● **Data lines**
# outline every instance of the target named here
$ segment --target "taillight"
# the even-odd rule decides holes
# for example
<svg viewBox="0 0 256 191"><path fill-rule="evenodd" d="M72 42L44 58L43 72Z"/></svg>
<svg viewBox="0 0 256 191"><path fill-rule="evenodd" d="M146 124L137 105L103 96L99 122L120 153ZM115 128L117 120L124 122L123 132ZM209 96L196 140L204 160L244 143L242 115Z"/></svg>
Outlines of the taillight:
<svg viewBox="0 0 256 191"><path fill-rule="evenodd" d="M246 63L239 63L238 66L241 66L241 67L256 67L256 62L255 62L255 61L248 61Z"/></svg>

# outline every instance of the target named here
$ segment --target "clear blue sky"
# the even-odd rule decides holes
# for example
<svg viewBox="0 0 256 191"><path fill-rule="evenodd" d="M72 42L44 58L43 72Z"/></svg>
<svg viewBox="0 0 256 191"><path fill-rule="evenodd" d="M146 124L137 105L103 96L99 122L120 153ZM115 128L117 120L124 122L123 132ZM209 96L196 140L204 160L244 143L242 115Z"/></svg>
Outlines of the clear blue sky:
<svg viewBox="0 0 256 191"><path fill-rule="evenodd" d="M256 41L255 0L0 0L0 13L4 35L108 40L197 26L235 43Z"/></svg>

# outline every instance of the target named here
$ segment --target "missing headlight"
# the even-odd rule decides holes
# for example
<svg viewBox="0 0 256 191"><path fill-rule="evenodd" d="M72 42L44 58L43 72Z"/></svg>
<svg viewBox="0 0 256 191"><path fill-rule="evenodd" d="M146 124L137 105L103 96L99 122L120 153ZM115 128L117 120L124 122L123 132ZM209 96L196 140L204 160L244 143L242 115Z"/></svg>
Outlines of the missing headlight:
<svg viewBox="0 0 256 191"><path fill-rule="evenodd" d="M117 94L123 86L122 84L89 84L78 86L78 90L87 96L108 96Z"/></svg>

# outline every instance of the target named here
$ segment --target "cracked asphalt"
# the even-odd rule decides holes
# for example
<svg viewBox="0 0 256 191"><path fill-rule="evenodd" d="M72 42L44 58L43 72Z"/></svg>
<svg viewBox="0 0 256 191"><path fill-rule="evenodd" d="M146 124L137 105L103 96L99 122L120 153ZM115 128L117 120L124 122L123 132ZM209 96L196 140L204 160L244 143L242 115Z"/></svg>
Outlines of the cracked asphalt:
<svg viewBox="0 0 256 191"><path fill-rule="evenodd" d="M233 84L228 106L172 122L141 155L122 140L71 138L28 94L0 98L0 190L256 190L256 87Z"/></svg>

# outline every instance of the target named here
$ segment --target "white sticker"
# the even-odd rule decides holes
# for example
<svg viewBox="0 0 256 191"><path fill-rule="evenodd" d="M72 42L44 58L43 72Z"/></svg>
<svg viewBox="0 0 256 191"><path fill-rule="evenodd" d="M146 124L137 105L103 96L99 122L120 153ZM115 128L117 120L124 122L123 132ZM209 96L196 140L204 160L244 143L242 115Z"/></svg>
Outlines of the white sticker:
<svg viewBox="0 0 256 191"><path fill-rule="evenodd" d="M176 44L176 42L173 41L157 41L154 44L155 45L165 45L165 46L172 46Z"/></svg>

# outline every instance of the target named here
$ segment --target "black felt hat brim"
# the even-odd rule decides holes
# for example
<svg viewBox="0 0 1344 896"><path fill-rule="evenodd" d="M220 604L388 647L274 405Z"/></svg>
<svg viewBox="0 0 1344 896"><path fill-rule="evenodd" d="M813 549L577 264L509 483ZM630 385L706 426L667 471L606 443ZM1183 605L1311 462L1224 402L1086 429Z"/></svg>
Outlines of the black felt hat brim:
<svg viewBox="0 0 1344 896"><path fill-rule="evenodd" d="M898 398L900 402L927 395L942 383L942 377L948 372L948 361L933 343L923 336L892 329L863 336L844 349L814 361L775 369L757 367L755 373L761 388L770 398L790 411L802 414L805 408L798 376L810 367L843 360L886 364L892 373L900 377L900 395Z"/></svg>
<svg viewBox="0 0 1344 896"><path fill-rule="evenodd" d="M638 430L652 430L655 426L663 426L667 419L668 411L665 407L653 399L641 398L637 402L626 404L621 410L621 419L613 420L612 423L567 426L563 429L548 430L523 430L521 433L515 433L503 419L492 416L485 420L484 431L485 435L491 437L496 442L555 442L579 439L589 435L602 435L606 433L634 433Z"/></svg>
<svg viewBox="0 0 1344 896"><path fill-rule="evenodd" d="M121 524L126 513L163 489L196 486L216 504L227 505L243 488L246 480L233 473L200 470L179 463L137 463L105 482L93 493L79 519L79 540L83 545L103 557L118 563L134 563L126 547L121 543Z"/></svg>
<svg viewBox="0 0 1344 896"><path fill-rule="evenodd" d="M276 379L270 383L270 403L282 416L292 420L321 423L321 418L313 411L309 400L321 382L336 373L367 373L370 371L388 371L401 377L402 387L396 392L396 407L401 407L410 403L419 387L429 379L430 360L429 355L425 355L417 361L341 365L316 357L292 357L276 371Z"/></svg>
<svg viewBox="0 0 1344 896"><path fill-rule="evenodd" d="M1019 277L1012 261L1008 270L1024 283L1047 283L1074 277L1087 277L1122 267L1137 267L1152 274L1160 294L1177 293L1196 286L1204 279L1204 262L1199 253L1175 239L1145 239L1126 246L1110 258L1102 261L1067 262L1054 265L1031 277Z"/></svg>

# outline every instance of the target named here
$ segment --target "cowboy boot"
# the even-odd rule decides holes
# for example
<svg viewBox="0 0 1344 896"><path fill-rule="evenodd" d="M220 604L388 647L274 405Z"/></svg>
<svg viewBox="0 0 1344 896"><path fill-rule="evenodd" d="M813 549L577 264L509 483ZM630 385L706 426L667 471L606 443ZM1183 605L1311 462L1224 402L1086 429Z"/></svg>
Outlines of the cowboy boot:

● **What you should do**
Give back each line above precisely as it stands.

● **Task solution**
# outline every instance of the target named here
$ segment --target "taillight"
# the even-odd rule decides holes
# for example
<svg viewBox="0 0 256 191"><path fill-rule="evenodd" d="M72 42L44 58L43 72Z"/></svg>
<svg viewBox="0 0 256 191"><path fill-rule="evenodd" d="M146 124L137 105L103 96L99 122L120 153ZM115 128L117 120L124 122L123 132ZM209 96L196 140L204 160L244 143L242 115Z"/></svg>
Outlines of the taillight:
<svg viewBox="0 0 256 191"><path fill-rule="evenodd" d="M246 63L239 63L238 66L241 66L241 67L256 67L256 62L255 62L255 61L248 61Z"/></svg>

# outline every instance of the target named here
$ segment --target "clear blue sky"
# the even-odd rule decides holes
# for example
<svg viewBox="0 0 256 191"><path fill-rule="evenodd" d="M72 42L44 58L43 72Z"/></svg>
<svg viewBox="0 0 256 191"><path fill-rule="evenodd" d="M146 124L137 105L103 96L99 122L120 153ZM115 128L117 120L124 122L123 132ZM209 96L196 140L204 160L244 143L242 115Z"/></svg>
Outlines of the clear blue sky:
<svg viewBox="0 0 256 191"><path fill-rule="evenodd" d="M256 41L255 0L0 0L0 13L4 35L108 40L197 26L235 43Z"/></svg>

# outline every instance of the target named here
$ segment --target "missing headlight"
# the even-odd rule decides holes
# for example
<svg viewBox="0 0 256 191"><path fill-rule="evenodd" d="M72 42L44 58L43 72Z"/></svg>
<svg viewBox="0 0 256 191"><path fill-rule="evenodd" d="M146 124L137 105L103 96L99 122L120 153ZM115 128L117 120L124 122L123 132ZM209 96L196 140L204 160L244 143L242 115Z"/></svg>
Outlines of the missing headlight:
<svg viewBox="0 0 256 191"><path fill-rule="evenodd" d="M117 94L123 86L122 84L89 84L78 86L78 90L87 96L108 96Z"/></svg>

# outline every instance of the target named here
$ segment --target "cracked asphalt"
# the even-odd rule decides holes
# for example
<svg viewBox="0 0 256 191"><path fill-rule="evenodd" d="M72 42L44 58L43 72Z"/></svg>
<svg viewBox="0 0 256 191"><path fill-rule="evenodd" d="M146 124L137 105L103 96L99 122L120 153ZM115 128L117 120L124 122L123 132ZM209 96L196 140L204 160L244 143L242 115Z"/></svg>
Outlines of the cracked asphalt:
<svg viewBox="0 0 256 191"><path fill-rule="evenodd" d="M233 84L228 106L172 122L141 155L122 140L71 138L28 94L0 98L0 190L256 190L256 87Z"/></svg>

# outline every instance of the target named here
$ segment --target "white sticker"
# the even-odd rule decides holes
# for example
<svg viewBox="0 0 256 191"><path fill-rule="evenodd" d="M72 42L44 58L43 72Z"/></svg>
<svg viewBox="0 0 256 191"><path fill-rule="evenodd" d="M146 124L137 105L103 96L99 122L120 153ZM115 128L117 120L124 122L123 132ZM209 96L196 140L204 160L244 143L242 115Z"/></svg>
Outlines of the white sticker:
<svg viewBox="0 0 256 191"><path fill-rule="evenodd" d="M176 44L176 42L173 41L157 41L154 44L155 45L165 45L165 46L172 46Z"/></svg>

# outline every instance of the target named here
$ segment --target "black felt hat brim"
# the even-odd rule decides holes
# for example
<svg viewBox="0 0 1344 896"><path fill-rule="evenodd" d="M220 604L388 647L274 405Z"/></svg>
<svg viewBox="0 0 1344 896"><path fill-rule="evenodd" d="M813 549L577 264L509 483ZM630 385L706 426L667 471L606 443ZM1183 605L1311 462L1224 402L1086 429Z"/></svg>
Outlines of the black felt hat brim:
<svg viewBox="0 0 1344 896"><path fill-rule="evenodd" d="M898 398L900 402L927 395L942 383L942 377L948 372L948 361L933 343L923 336L892 329L863 336L844 349L814 361L775 369L757 367L755 373L761 388L770 398L790 411L802 414L805 408L798 376L810 367L843 360L886 364L892 373L900 377L900 395Z"/></svg>
<svg viewBox="0 0 1344 896"><path fill-rule="evenodd" d="M638 430L652 430L655 426L663 426L667 419L668 411L665 407L653 399L641 398L637 402L626 404L621 410L621 419L613 420L612 423L567 426L563 429L548 430L523 430L521 433L515 433L503 419L492 416L485 420L484 431L485 435L491 437L496 442L555 442L579 439L589 435L602 435L606 433L634 433Z"/></svg>
<svg viewBox="0 0 1344 896"><path fill-rule="evenodd" d="M121 524L126 513L163 489L196 486L216 504L227 505L243 488L246 480L233 473L200 470L179 463L137 463L105 482L93 493L79 519L79 540L83 545L103 557L118 563L134 563L126 547L121 543Z"/></svg>
<svg viewBox="0 0 1344 896"><path fill-rule="evenodd" d="M276 379L270 383L270 403L282 416L292 420L321 423L321 418L313 411L309 400L321 382L336 373L367 373L370 371L388 371L401 377L402 387L396 392L396 407L401 407L410 403L419 387L429 379L430 360L429 355L425 355L417 361L341 365L316 357L292 357L276 371Z"/></svg>
<svg viewBox="0 0 1344 896"><path fill-rule="evenodd" d="M1019 277L1012 261L1008 270L1024 283L1047 283L1074 277L1087 277L1122 267L1137 267L1152 274L1160 294L1177 293L1196 286L1204 279L1204 262L1199 253L1175 239L1145 239L1126 246L1110 258L1102 261L1067 262L1054 265L1031 277Z"/></svg>

# outline every instance of the target named here
$ segment --target "cowboy boot"
# the even-odd rule decides holes
# for example
<svg viewBox="0 0 1344 896"><path fill-rule="evenodd" d="M220 604L388 647L274 405Z"/></svg>
<svg viewBox="0 0 1344 896"><path fill-rule="evenodd" d="M813 549L577 264L509 483ZM630 385L706 426L667 471L606 443ZM1183 605L1311 462L1224 402L1086 429Z"/></svg>
Outlines of the cowboy boot:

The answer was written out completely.